Problem statement -> Please count the lines in the records below that contain the string "bougainvillea", treating uppercase and lowercase as different. Reply with the number alone.

BEGIN Dataset

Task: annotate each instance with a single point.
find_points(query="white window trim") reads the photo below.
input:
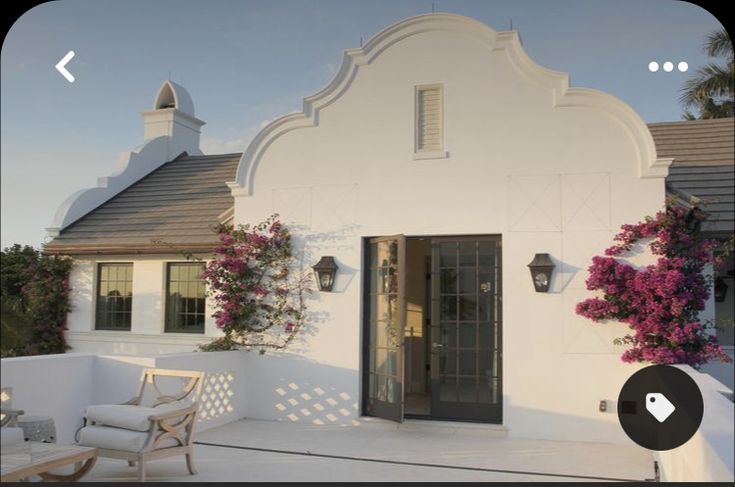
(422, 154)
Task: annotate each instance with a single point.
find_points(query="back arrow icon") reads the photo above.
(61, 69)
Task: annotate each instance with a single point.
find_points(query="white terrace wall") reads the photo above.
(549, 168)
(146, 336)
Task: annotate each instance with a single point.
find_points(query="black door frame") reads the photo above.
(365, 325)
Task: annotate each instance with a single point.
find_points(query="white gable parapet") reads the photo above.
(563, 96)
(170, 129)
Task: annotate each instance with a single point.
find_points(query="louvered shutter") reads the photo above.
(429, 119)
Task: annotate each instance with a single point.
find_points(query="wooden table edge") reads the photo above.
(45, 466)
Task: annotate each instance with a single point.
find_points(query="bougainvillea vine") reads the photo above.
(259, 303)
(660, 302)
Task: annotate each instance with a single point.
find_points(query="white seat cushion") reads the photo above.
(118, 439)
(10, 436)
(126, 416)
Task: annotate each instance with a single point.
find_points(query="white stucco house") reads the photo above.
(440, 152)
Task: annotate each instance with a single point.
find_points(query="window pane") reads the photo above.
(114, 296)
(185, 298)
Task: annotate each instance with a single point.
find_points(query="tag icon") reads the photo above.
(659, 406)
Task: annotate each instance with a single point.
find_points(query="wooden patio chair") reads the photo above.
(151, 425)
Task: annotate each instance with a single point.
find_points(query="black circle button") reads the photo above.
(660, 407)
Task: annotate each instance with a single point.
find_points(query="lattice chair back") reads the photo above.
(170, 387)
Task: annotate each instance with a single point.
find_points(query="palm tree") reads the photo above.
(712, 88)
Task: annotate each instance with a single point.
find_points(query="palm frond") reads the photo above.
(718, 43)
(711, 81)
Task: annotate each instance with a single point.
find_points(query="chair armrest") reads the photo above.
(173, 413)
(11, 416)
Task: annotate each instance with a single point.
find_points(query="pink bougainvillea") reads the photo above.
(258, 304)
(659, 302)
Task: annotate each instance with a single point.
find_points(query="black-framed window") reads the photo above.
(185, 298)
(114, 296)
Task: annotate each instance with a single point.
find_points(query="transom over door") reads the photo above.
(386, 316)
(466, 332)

END Dataset
BEGIN Dataset

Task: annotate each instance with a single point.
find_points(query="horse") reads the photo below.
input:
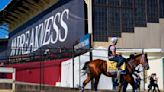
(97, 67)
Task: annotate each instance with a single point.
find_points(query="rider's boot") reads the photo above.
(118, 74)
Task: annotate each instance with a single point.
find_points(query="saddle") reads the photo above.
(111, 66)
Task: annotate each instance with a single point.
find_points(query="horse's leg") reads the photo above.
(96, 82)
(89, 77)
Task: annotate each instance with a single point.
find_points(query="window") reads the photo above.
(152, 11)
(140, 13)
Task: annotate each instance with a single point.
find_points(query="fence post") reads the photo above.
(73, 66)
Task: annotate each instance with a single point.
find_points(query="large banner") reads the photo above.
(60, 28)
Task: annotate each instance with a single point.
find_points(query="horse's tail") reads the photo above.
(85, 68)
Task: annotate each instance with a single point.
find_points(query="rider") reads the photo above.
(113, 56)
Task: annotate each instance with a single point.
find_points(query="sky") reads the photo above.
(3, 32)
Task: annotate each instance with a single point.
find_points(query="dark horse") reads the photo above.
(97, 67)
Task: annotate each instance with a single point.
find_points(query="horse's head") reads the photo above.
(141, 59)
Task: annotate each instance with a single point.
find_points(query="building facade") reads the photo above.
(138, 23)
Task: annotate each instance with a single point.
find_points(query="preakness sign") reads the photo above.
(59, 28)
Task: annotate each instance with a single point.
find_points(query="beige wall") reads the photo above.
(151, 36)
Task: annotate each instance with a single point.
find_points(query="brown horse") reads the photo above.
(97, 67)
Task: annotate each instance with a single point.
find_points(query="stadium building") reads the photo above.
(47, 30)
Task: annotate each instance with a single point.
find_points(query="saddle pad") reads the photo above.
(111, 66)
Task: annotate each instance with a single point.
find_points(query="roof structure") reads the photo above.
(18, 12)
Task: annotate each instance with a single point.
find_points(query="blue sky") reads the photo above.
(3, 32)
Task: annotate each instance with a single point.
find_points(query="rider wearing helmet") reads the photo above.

END Dataset

Exercise response -> 2